▶ [Tasks for this exercise]
[A] For each statement, decide whether the write-path text agrees with it. Answer yes or no, and quote the words of the text that decide it.
(i) The event is stored in SQLite together with its timestamp.
(ii) A new memory can be recalled only after a later rebuild of the BM25 index.
(iii) Ambient auto write fires at the start of a turn.
[B] Write what comes next in the write-path text, picking up after its final numbered step.

▶ [Text under study]
>>>>
Follow one record (the write path)

sequenceDiagram
  autonumber
  participant Agent
  participant MCP as PMB MCP tool
  participant Engine
  participant Store as SQLite + LanceDB + BM25
  participant Graph as Entity graph

  Agent->>MCP: record_batch / record_fact / record_goal
  MCP->>Engine: validate and normalize event
  Engine->>Store: write event and indexes
  Engine->>Graph: extract and link entities
  Store-->>Engine: committed
  Graph-->>Engine: linked
  Engine-->>Agent: memory is durable and searchable
  1. The agent calls a record_* tool (or ambient auto write fires at the end of a turn).
  2. The event is written to SQLite with its content, type, importance, metadata, and timestamp.
  3. The text is embedded and stored in LanceDB, and the BM25 index is updated, so the new memory is immediately recallable.
  4. Entities are extracted from the text and linked into the graph, so topics and relationships build up over time.
<<<<
[Records from a data source]
>>>>
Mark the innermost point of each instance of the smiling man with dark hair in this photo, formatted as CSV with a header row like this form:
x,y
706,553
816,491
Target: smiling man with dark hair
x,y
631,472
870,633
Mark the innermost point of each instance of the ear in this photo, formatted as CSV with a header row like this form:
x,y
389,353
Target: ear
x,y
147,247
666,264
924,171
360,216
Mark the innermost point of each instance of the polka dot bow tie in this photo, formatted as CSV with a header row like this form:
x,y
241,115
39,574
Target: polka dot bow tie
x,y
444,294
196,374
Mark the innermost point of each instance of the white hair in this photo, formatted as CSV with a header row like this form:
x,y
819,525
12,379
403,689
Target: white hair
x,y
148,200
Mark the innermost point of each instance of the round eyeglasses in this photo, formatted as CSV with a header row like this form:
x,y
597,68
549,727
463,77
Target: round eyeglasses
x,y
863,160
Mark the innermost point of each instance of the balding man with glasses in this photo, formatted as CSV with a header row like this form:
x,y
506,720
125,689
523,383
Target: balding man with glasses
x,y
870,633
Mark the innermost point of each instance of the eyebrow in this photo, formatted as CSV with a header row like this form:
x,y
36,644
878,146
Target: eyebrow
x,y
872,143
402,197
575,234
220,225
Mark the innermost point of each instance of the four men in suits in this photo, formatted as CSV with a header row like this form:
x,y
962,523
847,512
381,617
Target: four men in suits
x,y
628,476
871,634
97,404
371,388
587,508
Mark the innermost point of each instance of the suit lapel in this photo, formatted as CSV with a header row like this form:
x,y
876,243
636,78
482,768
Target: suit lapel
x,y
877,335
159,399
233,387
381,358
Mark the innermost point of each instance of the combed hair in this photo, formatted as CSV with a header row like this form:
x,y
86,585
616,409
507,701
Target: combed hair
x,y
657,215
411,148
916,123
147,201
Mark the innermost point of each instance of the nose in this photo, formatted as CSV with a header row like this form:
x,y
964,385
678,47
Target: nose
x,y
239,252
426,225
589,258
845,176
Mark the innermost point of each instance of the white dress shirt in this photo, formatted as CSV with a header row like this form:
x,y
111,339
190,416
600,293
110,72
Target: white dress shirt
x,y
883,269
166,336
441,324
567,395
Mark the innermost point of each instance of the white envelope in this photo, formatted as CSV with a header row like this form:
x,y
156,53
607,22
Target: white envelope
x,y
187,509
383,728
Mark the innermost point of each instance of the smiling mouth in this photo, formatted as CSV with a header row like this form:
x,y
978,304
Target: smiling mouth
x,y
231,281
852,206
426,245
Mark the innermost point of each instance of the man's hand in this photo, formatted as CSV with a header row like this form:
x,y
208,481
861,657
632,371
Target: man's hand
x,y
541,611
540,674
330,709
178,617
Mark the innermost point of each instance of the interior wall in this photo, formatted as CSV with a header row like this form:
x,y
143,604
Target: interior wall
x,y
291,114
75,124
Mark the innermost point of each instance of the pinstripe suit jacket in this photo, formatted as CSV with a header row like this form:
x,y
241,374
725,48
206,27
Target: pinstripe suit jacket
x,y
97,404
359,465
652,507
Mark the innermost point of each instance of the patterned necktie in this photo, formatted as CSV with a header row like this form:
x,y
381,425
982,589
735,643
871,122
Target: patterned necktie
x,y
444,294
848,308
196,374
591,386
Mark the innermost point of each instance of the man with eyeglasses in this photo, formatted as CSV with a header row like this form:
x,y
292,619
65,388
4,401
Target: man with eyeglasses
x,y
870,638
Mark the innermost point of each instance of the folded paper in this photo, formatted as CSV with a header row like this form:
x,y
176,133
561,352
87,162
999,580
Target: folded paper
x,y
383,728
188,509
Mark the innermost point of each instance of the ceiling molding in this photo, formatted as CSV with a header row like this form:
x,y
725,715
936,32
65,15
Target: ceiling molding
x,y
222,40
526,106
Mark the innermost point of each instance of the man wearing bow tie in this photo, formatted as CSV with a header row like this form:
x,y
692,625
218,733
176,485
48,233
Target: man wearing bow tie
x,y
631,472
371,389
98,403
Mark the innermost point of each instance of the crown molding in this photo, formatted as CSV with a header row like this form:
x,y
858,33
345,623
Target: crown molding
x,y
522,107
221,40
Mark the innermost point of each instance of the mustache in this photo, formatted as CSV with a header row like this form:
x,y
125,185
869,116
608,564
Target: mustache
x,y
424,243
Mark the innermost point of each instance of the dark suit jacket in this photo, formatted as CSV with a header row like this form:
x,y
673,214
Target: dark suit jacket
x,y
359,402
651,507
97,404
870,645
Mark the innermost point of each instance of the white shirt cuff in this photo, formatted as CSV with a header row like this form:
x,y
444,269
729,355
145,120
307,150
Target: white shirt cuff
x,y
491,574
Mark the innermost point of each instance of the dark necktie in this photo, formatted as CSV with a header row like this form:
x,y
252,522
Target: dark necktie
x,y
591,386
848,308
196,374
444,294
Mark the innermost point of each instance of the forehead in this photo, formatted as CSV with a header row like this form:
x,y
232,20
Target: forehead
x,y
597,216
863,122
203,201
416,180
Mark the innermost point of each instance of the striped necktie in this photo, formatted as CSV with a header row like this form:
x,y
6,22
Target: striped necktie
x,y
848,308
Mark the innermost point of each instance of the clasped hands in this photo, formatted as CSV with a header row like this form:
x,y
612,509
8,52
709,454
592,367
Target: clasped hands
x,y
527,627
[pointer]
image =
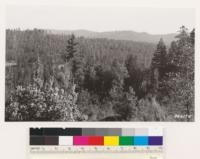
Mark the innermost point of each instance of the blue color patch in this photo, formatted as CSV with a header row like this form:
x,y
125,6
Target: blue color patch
x,y
140,140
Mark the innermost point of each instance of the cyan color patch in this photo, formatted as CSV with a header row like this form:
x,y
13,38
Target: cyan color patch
x,y
140,140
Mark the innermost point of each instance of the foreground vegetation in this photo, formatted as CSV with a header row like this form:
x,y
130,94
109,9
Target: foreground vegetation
x,y
63,78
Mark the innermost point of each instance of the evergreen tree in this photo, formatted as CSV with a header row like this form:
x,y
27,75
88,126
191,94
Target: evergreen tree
x,y
159,59
71,48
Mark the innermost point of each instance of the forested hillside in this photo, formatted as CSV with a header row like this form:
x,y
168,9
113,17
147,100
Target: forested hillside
x,y
60,77
119,35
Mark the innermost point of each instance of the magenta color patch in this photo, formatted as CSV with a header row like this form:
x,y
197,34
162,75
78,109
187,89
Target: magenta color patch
x,y
81,140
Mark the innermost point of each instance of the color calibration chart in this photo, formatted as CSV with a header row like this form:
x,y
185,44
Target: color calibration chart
x,y
98,143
<<<<
▶ [List of answers]
[A]
(i) Yes: "The event is written to SQLite with its content, type, importance, metadata, and timestamp."
(ii) No: "the BM25 index is updated, so the new memory is immediately recallable."
(iii) No: "or ambient auto write fires at the end of a turn"

[B]
Ambient auto write only fills the gap when the agent did not record anything itself, and only when the turn clears a quality bar, so routine churn is dropped rather than journaled.

What the daemon does

The daemon is the one warm process behind fast recall.

flowchart LR
  Start["start"] --> Warm["warm"]
  Warm --> Register["register"]
  Register --> Serve["serve"]
  Serve --> Idle{"idle?"}
  Idle -->|No| Serve
  Idle -->|Yes| Exit["exit"]
  Serve --> Tick["maintenance"]
  Tick --> Serve
  • On start it builds the MCP server, begins warming the embedding model in a background thread (so it can serve immediately while the model finishes loading), and registers itself in a small JSON registry.
  • It serves the MCP tools over local HTTP with a bearer token, plus a few internal routes that the hooks call (prepare-context, session-restore, pretool).
  • It can idle exit after a configured time so a forgotten daemon does not hold memory forever. The hooks restart it on the next message.
  • A maintenance tick runs in the background while the daemon is idle, for tasks like archiving cold events. It never runs on the per message path.
  • Stdio only hosts such as Codex reach the daemon through pmb mcp proxy, a light bridge that holds no model.

What each hook does

For Claude Code, PMB installs the full set:

  • UserPromptSubmit runs prepare-context: the read path above. This is the one that injects memory before the model thinks.
  • SessionStart runs session-restore: after a compaction or a resume, it rebuilds a short digest of what this session already decided and did, so the agent does not re-ask you.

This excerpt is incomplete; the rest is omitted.